AIM: Exactly and only the lines from the one with "Practice step: point at the black and" through the end of the listing are to be transcribed, both ends included.

────

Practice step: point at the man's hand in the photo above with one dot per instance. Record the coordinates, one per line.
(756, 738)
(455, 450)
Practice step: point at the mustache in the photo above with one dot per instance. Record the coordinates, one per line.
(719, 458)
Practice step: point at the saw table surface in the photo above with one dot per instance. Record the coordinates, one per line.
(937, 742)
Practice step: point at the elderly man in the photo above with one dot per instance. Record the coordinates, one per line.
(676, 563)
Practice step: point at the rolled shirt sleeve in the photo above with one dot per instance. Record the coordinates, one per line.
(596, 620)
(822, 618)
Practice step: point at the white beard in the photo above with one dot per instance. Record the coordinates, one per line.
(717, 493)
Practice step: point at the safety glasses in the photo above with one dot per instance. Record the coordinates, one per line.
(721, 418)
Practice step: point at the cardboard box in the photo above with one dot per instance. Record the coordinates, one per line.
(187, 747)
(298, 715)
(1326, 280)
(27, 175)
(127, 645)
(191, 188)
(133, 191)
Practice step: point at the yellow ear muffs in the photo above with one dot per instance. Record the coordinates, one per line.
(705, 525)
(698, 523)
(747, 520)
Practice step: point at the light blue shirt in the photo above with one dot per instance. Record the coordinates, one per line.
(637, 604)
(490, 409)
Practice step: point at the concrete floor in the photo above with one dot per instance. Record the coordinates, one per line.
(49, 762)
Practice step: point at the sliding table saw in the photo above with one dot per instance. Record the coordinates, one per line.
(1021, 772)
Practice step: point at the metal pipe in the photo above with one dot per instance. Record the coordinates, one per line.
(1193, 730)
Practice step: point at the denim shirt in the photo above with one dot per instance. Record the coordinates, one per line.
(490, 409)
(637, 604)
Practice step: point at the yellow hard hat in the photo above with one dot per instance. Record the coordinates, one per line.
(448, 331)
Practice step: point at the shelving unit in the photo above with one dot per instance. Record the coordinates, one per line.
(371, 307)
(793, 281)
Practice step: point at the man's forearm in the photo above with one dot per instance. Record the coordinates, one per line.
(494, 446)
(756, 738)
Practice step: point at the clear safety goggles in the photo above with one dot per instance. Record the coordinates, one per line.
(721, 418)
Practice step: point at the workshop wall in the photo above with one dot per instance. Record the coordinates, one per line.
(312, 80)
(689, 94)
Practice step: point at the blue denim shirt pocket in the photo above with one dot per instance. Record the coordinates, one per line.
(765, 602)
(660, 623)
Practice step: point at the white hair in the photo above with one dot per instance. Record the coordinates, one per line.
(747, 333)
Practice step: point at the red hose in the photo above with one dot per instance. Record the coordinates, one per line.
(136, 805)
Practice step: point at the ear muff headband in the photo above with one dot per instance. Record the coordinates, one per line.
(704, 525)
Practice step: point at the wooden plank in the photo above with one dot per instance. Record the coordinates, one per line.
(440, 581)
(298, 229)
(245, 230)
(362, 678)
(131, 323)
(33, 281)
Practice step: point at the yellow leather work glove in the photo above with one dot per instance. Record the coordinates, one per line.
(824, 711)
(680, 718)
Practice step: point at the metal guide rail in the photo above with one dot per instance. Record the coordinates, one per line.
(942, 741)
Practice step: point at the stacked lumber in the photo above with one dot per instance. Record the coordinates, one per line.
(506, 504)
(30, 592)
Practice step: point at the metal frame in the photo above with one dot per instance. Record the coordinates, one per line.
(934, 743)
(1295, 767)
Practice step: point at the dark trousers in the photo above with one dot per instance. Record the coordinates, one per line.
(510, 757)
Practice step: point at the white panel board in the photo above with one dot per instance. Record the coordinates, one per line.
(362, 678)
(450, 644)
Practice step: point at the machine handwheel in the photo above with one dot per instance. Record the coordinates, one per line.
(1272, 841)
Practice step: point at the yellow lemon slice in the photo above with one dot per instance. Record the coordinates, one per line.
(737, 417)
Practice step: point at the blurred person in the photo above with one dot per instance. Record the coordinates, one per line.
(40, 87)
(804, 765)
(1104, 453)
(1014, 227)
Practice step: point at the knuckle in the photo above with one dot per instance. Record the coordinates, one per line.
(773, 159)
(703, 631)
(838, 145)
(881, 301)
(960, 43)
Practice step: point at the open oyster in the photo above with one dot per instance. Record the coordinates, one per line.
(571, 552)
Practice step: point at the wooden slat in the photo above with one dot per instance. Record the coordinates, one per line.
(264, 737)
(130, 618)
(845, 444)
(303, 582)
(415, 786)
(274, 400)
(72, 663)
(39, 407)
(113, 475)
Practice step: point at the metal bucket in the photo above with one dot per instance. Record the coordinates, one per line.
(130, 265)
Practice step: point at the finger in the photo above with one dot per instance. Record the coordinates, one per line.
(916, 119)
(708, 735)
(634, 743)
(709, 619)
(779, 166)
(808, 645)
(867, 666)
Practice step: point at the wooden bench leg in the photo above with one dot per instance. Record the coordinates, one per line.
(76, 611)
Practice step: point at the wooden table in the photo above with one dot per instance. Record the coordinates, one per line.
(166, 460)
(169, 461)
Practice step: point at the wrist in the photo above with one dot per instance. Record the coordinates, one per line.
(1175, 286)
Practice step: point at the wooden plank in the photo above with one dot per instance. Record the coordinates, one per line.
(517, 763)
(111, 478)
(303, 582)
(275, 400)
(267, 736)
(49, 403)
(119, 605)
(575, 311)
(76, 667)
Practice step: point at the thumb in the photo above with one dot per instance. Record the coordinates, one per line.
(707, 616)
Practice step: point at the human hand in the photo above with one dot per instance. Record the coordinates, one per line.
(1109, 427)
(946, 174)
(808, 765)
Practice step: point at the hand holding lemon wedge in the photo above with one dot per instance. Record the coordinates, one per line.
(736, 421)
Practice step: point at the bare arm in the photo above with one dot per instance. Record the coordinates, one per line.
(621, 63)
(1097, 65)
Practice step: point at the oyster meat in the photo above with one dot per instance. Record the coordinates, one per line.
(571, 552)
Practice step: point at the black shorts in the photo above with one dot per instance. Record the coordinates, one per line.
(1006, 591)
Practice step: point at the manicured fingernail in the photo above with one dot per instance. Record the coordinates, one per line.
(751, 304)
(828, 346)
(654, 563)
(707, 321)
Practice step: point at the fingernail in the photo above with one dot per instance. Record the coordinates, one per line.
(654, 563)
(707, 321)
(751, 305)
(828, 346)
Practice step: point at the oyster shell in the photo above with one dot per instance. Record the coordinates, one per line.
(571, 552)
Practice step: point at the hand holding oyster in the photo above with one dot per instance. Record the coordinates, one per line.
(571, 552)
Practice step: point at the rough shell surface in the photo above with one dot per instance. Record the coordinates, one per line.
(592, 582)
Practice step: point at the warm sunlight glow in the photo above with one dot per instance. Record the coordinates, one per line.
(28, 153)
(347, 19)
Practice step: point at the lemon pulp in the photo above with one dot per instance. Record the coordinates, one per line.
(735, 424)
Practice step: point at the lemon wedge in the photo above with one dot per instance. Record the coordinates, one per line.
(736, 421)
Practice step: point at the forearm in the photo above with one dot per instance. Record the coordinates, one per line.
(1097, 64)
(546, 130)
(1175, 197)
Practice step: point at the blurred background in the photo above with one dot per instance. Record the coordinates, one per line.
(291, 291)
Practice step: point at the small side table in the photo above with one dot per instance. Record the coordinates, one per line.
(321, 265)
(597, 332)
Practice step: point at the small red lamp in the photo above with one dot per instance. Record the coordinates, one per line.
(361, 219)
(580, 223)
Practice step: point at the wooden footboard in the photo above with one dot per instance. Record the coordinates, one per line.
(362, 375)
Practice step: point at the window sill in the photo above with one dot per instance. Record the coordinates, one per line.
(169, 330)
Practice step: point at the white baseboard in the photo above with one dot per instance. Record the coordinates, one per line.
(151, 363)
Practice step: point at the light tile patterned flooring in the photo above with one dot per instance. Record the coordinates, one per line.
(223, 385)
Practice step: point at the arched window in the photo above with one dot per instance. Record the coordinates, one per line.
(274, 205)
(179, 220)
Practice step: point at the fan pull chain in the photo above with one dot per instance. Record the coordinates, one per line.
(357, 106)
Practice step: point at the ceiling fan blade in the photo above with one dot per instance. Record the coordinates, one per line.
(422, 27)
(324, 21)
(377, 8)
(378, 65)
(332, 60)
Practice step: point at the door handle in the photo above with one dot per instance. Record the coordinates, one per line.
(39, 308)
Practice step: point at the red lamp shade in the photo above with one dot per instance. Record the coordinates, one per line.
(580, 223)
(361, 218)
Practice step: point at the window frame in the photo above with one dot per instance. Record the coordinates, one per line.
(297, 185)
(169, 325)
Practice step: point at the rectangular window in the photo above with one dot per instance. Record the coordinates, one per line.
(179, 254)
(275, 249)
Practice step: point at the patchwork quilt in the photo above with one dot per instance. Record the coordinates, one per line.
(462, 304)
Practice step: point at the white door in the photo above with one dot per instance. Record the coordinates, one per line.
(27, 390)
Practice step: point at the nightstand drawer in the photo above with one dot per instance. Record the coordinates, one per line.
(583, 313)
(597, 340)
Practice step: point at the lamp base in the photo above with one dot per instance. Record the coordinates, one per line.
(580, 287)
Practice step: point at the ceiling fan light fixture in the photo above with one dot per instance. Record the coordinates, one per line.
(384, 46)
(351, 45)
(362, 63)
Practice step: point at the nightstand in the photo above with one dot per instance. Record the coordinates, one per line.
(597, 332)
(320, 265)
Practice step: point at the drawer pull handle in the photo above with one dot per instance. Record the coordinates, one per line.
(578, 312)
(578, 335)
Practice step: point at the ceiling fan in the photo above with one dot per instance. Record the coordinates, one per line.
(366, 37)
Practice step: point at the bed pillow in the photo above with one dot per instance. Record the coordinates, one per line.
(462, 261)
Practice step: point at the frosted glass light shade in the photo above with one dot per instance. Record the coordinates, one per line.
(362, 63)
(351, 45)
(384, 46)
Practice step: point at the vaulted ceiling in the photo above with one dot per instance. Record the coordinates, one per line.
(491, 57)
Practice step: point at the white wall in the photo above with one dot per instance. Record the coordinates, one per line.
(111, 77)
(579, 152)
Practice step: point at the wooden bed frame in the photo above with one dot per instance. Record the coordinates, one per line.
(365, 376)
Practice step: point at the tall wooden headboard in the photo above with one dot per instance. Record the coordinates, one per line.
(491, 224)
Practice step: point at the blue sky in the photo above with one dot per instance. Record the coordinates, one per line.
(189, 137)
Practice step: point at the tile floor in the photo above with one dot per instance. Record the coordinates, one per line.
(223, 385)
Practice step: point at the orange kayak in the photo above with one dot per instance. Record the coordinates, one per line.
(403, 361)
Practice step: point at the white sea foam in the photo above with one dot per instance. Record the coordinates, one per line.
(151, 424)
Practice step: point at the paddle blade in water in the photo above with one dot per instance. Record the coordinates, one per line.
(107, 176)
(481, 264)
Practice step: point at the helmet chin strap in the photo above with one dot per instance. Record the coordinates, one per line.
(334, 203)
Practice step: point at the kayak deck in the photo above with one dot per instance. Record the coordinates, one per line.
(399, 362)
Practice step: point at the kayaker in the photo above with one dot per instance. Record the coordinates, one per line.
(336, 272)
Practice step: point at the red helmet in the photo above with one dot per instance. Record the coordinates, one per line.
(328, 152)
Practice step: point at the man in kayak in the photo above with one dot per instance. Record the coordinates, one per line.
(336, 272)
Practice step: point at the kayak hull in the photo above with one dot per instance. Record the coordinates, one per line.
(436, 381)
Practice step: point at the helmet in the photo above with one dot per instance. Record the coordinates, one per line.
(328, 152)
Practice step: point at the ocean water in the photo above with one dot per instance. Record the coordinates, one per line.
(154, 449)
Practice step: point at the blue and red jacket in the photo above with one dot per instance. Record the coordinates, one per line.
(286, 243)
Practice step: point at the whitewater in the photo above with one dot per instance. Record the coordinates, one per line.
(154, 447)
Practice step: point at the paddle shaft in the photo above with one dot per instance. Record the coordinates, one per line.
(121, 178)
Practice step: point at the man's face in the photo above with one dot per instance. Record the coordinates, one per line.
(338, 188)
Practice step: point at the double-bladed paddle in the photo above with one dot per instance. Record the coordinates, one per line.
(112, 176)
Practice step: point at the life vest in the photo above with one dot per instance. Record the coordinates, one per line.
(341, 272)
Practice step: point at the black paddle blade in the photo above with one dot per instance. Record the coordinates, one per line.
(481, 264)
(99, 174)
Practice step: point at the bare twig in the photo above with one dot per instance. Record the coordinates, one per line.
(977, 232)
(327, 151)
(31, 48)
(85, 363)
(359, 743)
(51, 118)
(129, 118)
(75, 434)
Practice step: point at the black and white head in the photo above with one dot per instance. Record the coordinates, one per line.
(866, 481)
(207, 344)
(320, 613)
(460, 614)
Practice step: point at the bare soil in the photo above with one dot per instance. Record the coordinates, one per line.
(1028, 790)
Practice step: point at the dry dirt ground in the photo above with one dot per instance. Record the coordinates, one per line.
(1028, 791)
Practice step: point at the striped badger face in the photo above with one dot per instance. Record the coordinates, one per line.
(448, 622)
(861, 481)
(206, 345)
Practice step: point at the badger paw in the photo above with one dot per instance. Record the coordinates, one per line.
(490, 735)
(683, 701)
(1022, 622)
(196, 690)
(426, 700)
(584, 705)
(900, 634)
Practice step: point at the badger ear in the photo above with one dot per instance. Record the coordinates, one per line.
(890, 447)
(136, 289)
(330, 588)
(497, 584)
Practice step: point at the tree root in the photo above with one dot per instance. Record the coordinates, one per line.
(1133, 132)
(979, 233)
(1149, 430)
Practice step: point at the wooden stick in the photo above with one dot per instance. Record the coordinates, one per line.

────

THE REPLY:
Practice step: point at the black and white head in the photo above with one dot per instance. Record the coordinates, one per line.
(866, 481)
(207, 344)
(320, 613)
(460, 614)
Practice step: point at the bare soil in the photo above with one dot per instance. Record the coordinates, one per line.
(1028, 790)
Practice step: point at the dry dirt ground in the photo above with one dot per instance. Record the coordinates, one per line.
(1028, 791)
Practice step: point at the striped badger face in the photo above with one dot per instance. Record the coordinates, one per line.
(448, 622)
(861, 481)
(206, 345)
Practice step: point at the badger paw in the photo above with one dot per instance. Record the coordinates, one per line.
(490, 735)
(683, 701)
(1022, 622)
(196, 690)
(426, 700)
(584, 705)
(900, 634)
Practice step: point at the badger ear in the photo above with one dot per instance. Record the coordinates, one per line.
(890, 447)
(136, 289)
(330, 588)
(497, 584)
Practice step: point at the tree root in the photo above with one dot per instance. Record the coordinates, one per line.
(1133, 132)
(979, 233)
(1149, 430)
Practice step: point at the wooden stick in the photo above with one dot per instance. Record the coordinates, one per line.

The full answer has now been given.